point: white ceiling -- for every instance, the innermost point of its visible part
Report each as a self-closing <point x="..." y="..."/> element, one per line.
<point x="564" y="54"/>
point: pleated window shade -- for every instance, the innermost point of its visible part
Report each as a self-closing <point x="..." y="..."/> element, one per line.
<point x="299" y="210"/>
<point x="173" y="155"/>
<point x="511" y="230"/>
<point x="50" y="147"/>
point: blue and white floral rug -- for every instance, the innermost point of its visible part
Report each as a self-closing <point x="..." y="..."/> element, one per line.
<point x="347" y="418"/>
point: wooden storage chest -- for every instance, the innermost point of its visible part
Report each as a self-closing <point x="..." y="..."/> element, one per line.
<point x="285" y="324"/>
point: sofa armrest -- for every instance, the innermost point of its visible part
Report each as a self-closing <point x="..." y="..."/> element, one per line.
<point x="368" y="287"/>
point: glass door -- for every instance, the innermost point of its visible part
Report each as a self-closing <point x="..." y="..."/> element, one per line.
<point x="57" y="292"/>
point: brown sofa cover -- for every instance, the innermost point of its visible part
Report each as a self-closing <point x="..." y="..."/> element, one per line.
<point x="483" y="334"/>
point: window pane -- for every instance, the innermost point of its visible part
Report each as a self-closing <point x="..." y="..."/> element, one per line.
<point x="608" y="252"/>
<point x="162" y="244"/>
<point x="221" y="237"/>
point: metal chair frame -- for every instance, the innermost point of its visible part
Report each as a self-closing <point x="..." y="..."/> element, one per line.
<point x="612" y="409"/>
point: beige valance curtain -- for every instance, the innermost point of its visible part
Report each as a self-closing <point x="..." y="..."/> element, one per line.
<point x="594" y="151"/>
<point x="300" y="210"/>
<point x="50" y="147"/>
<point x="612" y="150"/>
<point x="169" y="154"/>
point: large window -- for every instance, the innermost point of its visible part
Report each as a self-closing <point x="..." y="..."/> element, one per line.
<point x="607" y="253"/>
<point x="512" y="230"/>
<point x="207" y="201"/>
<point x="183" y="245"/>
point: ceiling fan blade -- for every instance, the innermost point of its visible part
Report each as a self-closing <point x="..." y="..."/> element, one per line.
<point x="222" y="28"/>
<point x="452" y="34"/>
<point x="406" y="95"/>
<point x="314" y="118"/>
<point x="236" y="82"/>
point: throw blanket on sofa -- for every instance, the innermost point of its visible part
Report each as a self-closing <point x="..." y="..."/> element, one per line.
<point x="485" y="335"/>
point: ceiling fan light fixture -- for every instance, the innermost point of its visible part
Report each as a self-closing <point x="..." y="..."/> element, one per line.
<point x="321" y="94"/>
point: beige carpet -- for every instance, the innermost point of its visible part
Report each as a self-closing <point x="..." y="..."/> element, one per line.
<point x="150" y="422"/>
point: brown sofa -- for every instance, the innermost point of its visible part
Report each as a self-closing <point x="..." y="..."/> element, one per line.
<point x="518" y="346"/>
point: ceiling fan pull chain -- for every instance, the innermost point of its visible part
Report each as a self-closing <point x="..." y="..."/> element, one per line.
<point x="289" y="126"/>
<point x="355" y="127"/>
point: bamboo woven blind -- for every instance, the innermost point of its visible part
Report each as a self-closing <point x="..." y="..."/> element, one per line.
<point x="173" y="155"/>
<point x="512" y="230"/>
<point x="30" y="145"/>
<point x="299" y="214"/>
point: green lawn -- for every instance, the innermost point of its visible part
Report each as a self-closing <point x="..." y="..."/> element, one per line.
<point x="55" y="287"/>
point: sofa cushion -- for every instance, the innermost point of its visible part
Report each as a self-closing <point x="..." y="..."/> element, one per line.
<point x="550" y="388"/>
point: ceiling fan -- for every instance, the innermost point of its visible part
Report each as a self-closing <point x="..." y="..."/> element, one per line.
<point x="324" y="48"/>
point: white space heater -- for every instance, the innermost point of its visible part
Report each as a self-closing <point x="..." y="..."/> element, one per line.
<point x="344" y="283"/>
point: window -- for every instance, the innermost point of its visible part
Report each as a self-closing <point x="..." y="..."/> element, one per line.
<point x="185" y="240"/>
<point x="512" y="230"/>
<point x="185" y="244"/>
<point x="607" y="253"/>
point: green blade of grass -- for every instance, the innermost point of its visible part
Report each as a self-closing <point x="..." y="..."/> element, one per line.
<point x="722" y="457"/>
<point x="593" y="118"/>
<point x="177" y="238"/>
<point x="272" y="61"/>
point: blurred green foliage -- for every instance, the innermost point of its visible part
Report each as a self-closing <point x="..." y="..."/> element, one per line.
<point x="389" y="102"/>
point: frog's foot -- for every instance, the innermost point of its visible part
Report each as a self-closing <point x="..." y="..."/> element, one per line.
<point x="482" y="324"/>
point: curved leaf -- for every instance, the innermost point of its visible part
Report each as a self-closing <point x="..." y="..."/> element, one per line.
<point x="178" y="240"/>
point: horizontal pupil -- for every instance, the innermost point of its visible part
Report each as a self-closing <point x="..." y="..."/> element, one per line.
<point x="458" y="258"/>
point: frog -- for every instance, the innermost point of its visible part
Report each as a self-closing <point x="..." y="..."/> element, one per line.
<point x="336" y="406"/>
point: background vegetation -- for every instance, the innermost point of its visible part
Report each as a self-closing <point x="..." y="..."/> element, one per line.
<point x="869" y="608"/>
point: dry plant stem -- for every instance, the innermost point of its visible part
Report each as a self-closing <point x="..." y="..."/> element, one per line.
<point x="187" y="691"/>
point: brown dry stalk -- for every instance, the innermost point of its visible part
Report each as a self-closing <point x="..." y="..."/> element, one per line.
════════════════════
_Work instructions_
Having read the entries, repeat them all exactly.

_Answer space_
point: white ceiling -- for every instance, the innermost point of its visible part
Report each as a self-closing <point x="..." y="..."/> element, one per line.
<point x="564" y="54"/>
point: pleated window shade -- for every instance, the innermost point of its visible part
Report each as a self-closing <point x="..." y="..."/> element, one per line.
<point x="299" y="210"/>
<point x="173" y="155"/>
<point x="511" y="230"/>
<point x="50" y="147"/>
point: blue and white floral rug -- for every instance, the innermost point of its visible part
Report each as a self-closing <point x="..." y="..."/> element, one per line.
<point x="347" y="418"/>
point: wooden storage chest -- for every instance, the innermost point of its visible part
Report each as a self-closing <point x="..." y="..."/> element, one per line.
<point x="285" y="324"/>
point: sofa armrest -- for every instance, the innermost point of its visible part
Report each as a self-closing <point x="..." y="..."/> element, one per line.
<point x="368" y="287"/>
point: glass door -- for every instance, the innermost point of its visible part
Report each as a self-closing <point x="..." y="..."/> element, one per line.
<point x="57" y="292"/>
point: brown sofa cover -- for every instance, the innermost point of its visible part
Report each as a self-closing <point x="..." y="..."/> element, one per line.
<point x="483" y="334"/>
point: window pane -- for every instance, the innermost point of its visible part
Report each as a self-closing <point x="..." y="..."/> element, one per line.
<point x="608" y="252"/>
<point x="162" y="244"/>
<point x="221" y="237"/>
point: metal chair frame -- for every instance, the innermost point of its visible part
Report each as a self-closing <point x="..." y="..."/> element, one per line.
<point x="612" y="409"/>
point: beige valance curtain -- for every instance, the innermost point of its visible part
Report each as a self-closing <point x="..." y="..."/> element, one per line.
<point x="594" y="151"/>
<point x="300" y="210"/>
<point x="50" y="147"/>
<point x="612" y="150"/>
<point x="169" y="154"/>
point: large window -- for every instance, the innermost point of its visible part
Report each as a self-closing <point x="..." y="..."/> element, one per line.
<point x="607" y="253"/>
<point x="512" y="230"/>
<point x="207" y="201"/>
<point x="183" y="245"/>
point: ceiling fan blade -- for every instance, the innermost point of its visible part
Report each as a self-closing <point x="..." y="..."/> element, one per line.
<point x="222" y="28"/>
<point x="452" y="34"/>
<point x="406" y="95"/>
<point x="314" y="118"/>
<point x="236" y="82"/>
point: throw blanket on sofa -- for every instance, the innermost point of its visible part
Report each as a self-closing <point x="..." y="..."/> element, one per line.
<point x="485" y="335"/>
point: ceiling fan light fixture -- for every instance, the innermost point of its visible part
Report each as a self-closing <point x="..." y="..."/> element, one per line.
<point x="321" y="94"/>
point: beige carpet -- for every instance, the innermost point of its visible part
Report each as a self-closing <point x="..." y="..."/> element, one per line.
<point x="150" y="422"/>
point: brown sofa -- for every instance, the innermost point of its visible part
Report each as a self-closing <point x="..." y="..."/> element, one per line.
<point x="518" y="346"/>
point: ceiling fan pull chain -- for every instance, the innermost point of its visible part
Report each as a self-closing <point x="..." y="..."/> element, one per line.
<point x="289" y="126"/>
<point x="355" y="127"/>
point: bamboo woven blind -- for every instance, the innermost point of its visible part
Report each as a self-closing <point x="..." y="..."/> element, one per line.
<point x="173" y="155"/>
<point x="512" y="230"/>
<point x="30" y="145"/>
<point x="299" y="214"/>
point: green lawn -- for every instance, the innermost point of its visible part
Report each as a self-closing <point x="..." y="..."/> element, one per line.
<point x="55" y="287"/>
point: sofa cushion -- for every instance, the innermost point of its visible part
Report each as a self-closing <point x="..." y="..."/> element, one per line.
<point x="550" y="388"/>
point: ceiling fan -- for every instance, the innermost point of its visible part
Report each as a self-closing <point x="..." y="..."/> element, one per line.
<point x="324" y="48"/>
point: white space heater -- for every instance, the innermost point of its visible part
Report each as a self-closing <point x="..." y="..."/> element, one per line.
<point x="344" y="283"/>
point: window -- for every instance, the innermost point of its visible part
Report each as a self-closing <point x="..." y="..."/> element, one per line.
<point x="185" y="240"/>
<point x="512" y="230"/>
<point x="185" y="244"/>
<point x="607" y="253"/>
point: green blade of grass -- for every instance, the innermost point of its visible part
Report each as a self-closing <point x="..." y="..."/> element, one per line.
<point x="722" y="457"/>
<point x="593" y="118"/>
<point x="177" y="238"/>
<point x="272" y="61"/>
point: blurred green foliage -- for every instance, the innermost point of its visible part
Report each as a self-closing <point x="..." y="..."/> element, one per line.
<point x="389" y="102"/>
point: frog's foot -- for every instance, the innermost point of its visible part
Report each as a self-closing <point x="..." y="..."/> element, one per line.
<point x="482" y="324"/>
point: curved leaf -- for every instance, the innermost point of its visible part
Report each as a self-closing <point x="..." y="..."/> element, one per line.
<point x="178" y="240"/>
point: horizontal pupil -- for every instance, the innermost point of its visible part
Report each as a self-closing <point x="..." y="..."/> element, one per line.
<point x="458" y="258"/>
point: frog -- for every instance, the innermost point of its visible part
Report each as a self-closing <point x="..." y="..."/> element, one per line.
<point x="336" y="406"/>
point: background vegetation -- for every instance, the innermost point of its visible part
Report each as a self-closing <point x="..." y="..."/> element, one per line.
<point x="869" y="608"/>
point: dry plant stem -- for every instance, the innermost point of its visible part
Report each as a self-closing <point x="..." y="..."/> element, one per line.
<point x="187" y="691"/>
point: brown dry stalk -- for every instance, the innermost point of its visible part
Report each as a self-closing <point x="..." y="..."/> element, one per line.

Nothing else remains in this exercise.